§ **Task brief**: All records need to be reproduced exactly. Keep every word as it is.

§ **Data items**:
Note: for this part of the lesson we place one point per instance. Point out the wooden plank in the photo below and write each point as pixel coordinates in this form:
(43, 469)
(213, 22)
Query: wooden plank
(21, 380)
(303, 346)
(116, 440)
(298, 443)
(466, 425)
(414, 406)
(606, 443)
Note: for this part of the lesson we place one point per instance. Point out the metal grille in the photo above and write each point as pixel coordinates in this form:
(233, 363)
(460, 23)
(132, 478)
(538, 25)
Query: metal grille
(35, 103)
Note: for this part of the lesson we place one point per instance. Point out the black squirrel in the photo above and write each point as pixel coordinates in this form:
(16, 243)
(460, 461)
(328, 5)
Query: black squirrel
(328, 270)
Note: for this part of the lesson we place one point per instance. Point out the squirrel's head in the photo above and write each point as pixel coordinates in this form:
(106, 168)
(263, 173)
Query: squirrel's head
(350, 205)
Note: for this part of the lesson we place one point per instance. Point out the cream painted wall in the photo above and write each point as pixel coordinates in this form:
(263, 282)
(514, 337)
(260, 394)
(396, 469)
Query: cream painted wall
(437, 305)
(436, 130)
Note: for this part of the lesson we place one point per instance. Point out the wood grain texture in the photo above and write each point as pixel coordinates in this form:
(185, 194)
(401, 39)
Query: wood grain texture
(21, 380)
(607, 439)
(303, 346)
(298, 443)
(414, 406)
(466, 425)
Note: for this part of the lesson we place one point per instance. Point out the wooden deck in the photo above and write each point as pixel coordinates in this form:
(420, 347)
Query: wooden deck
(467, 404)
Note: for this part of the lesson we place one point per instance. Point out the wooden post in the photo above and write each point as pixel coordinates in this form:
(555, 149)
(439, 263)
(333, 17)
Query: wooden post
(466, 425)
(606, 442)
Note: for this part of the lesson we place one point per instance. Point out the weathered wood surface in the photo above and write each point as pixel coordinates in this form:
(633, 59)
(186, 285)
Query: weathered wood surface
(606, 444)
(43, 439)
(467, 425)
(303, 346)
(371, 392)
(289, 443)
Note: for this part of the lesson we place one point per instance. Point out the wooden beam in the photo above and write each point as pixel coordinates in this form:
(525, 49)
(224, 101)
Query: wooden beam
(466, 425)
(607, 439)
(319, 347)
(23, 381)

§ **Answer to this problem**:
Note: for this part of the lesson we place one point per instance. Point out the wooden plank in the photo below and write each point as pixel coordinates in this form:
(43, 469)
(213, 22)
Query: wooden plank
(21, 380)
(303, 346)
(116, 440)
(298, 443)
(466, 425)
(414, 406)
(606, 443)
Note: for this part of the lesson we place one point per instance. Point out the metal grille in the photo above and write each point as pixel coordinates in this form:
(233, 363)
(460, 23)
(132, 478)
(538, 25)
Query: metal grille
(35, 103)
Note: for this part of the lesson we place one point per instance. Point out the black squirrel in the photo above and write each point as pixel coordinates in this form:
(16, 243)
(460, 461)
(328, 5)
Query: black squirrel
(328, 270)
Note: for this part of the lesson we place one point per instance. Point out the squirrel's head in the photo above and write each point as pixel coordinates in this form:
(106, 168)
(263, 173)
Query: squirrel's head
(350, 205)
Note: for this part of the lesson we place one point per instance. Point out the cream painted wall in the photo above and write each point as pixel coordinates in this form:
(263, 282)
(514, 337)
(260, 394)
(396, 469)
Query: cream painted wall
(437, 305)
(436, 130)
Note: for this part of the lesson we place one point per instance. Point out the wood grain texture in the photo above and write each point as pixel coordinates in this form:
(185, 194)
(401, 39)
Query: wood grain texture
(21, 380)
(607, 439)
(303, 346)
(298, 443)
(414, 406)
(466, 425)
Note: for this part of the lesson we place one point per instance. Point out the wooden deck in the photo above and write each point as pixel coordinates in this form:
(420, 347)
Query: wooden deck
(467, 404)
Note: for this part of the lesson we place one point per instance. Point out the wooden post in the photo above and write each point as pixel coordinates in this form:
(555, 149)
(439, 263)
(333, 17)
Query: wooden post
(466, 425)
(606, 442)
Note: for this part of the lesson we place one point per instance. Point out the weathered wood surface in the photo above and write each point as pixel coordinates in this form:
(633, 59)
(186, 285)
Query: weathered wood surface
(606, 444)
(43, 439)
(467, 425)
(303, 346)
(371, 392)
(289, 443)
Note: for this part of the lesson we place one point per instance. Point out the wooden beam in the photo above and write each point as pixel coordinates in this form:
(525, 49)
(224, 101)
Query: wooden beam
(466, 425)
(607, 439)
(319, 347)
(23, 381)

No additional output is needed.